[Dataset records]
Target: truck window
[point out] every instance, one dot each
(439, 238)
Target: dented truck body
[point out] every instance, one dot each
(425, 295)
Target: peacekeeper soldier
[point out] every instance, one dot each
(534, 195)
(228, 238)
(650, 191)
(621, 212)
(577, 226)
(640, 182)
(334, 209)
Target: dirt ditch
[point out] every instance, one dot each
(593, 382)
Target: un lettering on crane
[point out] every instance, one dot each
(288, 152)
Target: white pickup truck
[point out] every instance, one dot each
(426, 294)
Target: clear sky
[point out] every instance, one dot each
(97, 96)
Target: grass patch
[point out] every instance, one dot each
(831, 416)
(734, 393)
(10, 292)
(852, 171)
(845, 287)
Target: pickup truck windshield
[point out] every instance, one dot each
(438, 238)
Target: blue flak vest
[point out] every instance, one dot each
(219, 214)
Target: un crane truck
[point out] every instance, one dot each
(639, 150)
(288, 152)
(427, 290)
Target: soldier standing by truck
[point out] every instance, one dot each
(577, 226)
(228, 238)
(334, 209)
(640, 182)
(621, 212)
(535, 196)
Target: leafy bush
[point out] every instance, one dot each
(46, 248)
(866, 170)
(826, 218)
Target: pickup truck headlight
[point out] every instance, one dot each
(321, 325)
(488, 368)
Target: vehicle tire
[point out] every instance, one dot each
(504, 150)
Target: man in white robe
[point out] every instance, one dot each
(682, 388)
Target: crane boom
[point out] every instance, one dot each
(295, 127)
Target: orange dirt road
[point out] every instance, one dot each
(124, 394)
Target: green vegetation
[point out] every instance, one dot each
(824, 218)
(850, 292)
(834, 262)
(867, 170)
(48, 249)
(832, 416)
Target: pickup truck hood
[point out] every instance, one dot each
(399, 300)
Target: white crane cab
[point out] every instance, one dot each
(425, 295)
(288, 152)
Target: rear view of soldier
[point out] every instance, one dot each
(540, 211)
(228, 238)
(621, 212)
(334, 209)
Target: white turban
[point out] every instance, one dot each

Problem to work on — Report every line in the data that holds "dirt", copying each one.

Solution to this exercise —
Target: dirt ditch
Target: orange dirt road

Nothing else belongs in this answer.